When Life Gives You Cancer, Milk It
Isabella Blu Ptito-Echeverria
Credit: @offermoord // DeviantArt
I used to frown upon those who took ‘mental health breaks’ from school. I figured the line between self-care and self-indulgence would inevitably blur upon dropping out. “Just an excuse to get stoned, wallow in self-pity and do nothing with your time,” I judged.
This criticism was the excuse I used to keep myself from tending to my own mental health issues. The constant helplessness I felt grew engorged like a cancerous tumour. Getting out of bed was difficult. I regularly had dissociative spells of face-picking, and I often bit my nails down to the quick. I seldom did my homework, even though I’d been keeping track of due dates and deadlines throughout the semester. “I will never be a drop-out over this shit,” I’d tell myself as I ached with disinterest during lectures. I ached with disinterest as I hung out with friends, which was more like watching my friends hang out as I watched them through the window of a house I could never leave. I viewed my melancholy as a whiny, belligerent teenager that needed to shut the fuck up so that we could do what needed to be done in the pursuit of our goals, whatever those were. I never let myself view the sadness, anxiety and disinterest I felt as a disease that interfered with my life. I trivialized and white-knuckled my way through it. I was its willing, belittling host, and I let it grow. It eventually grew so big it nearly killed me. That is, I nearly took my own life over it.
Hospitalized, I was sent in for a CT scan to assess the damage of my attempt. Coincidentally, that scan uncovered that this near-constant ball in my throat, which I assumed was just anxiety, just teenage melodrama, just psychosomatic-- was literally a cancerous tumour. Thyroid cancer; a papillary thyroid carcinoma, 2.3 centimetres. A tumour the size of an eyeball had been growing in the right side of my neck for who knows how long, and I’d had no idea.
Upon hearing the news, my brother, a cynical sigma male nicknamed ‘the Optimizer’, the most adamant about me rushing to finish CEGEP, called me. To my surprise, he asked, “Are you going to take a leave from school?”
I’m allowed to do that? was my first thought.
I’d wanted to take this semester off since it began, but I’d always frowned upon the idea. I was sure my family would think less of me for wanting to take a break from school over something as trivial as ‘mental health struggles’. But now I could take that leave under the guise of it being because of cancer.

Data listing:
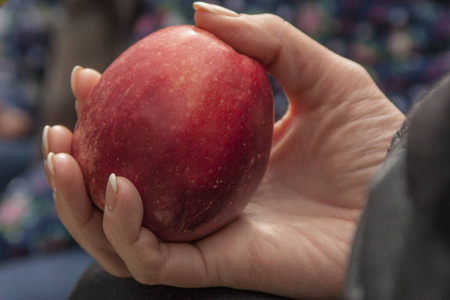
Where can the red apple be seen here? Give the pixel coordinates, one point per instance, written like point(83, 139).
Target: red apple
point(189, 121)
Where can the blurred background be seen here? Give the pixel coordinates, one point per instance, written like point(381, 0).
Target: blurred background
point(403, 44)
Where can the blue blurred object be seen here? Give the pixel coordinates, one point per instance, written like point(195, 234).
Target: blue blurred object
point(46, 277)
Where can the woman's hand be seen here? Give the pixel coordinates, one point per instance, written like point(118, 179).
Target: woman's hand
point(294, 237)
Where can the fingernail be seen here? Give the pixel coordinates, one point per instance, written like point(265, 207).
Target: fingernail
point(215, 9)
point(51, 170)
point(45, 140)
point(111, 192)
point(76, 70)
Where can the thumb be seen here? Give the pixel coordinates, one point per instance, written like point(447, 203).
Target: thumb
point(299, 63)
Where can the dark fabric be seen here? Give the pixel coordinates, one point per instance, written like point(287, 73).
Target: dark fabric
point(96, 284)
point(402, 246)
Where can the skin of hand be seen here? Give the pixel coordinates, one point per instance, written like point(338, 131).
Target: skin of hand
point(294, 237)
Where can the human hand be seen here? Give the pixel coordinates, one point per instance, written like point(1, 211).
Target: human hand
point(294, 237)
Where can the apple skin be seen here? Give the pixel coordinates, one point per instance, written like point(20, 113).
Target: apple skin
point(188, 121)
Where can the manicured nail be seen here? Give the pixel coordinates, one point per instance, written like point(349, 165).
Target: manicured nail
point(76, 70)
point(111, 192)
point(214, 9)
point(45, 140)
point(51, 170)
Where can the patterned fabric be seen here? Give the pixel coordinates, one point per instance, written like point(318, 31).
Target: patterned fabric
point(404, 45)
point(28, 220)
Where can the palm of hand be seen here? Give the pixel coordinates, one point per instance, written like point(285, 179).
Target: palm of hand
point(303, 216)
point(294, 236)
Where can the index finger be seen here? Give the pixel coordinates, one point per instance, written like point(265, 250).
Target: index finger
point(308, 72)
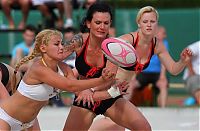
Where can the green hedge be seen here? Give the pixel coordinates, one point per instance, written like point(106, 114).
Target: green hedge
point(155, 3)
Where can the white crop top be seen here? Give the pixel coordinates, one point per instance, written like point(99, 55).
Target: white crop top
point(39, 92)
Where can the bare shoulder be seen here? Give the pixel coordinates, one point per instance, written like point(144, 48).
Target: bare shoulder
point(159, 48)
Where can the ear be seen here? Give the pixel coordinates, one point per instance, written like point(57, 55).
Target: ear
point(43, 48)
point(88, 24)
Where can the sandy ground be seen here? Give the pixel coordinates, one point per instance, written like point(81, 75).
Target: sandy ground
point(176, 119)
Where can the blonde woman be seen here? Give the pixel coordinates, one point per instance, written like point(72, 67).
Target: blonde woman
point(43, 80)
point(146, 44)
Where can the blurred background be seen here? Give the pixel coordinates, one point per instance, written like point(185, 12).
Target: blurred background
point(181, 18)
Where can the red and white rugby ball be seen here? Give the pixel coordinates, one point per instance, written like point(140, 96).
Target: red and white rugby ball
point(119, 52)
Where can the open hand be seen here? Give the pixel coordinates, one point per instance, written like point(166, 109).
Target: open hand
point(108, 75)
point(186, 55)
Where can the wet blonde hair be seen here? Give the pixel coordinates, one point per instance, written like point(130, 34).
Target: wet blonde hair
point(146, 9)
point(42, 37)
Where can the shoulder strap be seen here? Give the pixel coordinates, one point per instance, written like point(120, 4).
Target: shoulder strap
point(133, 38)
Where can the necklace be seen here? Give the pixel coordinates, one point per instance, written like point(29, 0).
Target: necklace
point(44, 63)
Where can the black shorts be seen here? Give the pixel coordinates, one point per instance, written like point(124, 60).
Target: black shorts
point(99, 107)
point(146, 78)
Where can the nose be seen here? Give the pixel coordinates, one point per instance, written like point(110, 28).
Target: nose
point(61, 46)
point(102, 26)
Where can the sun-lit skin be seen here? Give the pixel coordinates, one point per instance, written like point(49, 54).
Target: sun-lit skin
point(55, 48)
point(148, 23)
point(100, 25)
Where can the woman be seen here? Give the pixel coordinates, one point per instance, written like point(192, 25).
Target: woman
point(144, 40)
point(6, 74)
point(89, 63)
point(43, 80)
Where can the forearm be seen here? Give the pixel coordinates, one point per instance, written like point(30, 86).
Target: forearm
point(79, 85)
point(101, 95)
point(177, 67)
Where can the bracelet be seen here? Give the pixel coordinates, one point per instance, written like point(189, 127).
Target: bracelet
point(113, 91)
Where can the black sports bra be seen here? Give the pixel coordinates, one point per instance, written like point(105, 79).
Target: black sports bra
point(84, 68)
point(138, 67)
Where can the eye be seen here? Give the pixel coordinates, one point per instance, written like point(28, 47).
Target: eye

Complete the following:
1: Return the words of the essay from "Upon hearing the" up to and including "because of cancer.".
2: What nickname does the essay give the writer's brother?
Rely solely on the essay above.

Answers in order:
1:
Upon hearing the news, my brother, a cynical sigma male nicknamed ‘the Optimizer’, the most adamant about me rushing to finish CEGEP, called me. To my surprise, he asked, “Are you going to take a leave from school?”
I’m allowed to do that? was my first thought.
I’d wanted to take this semester off since it began, but I’d always frowned upon the idea. I was sure my family would think less of me for wanting to take a break from school over something as trivial as ‘mental health struggles’. But now I could take that leave under the guise of it being because of cancer.

2: The Optimizer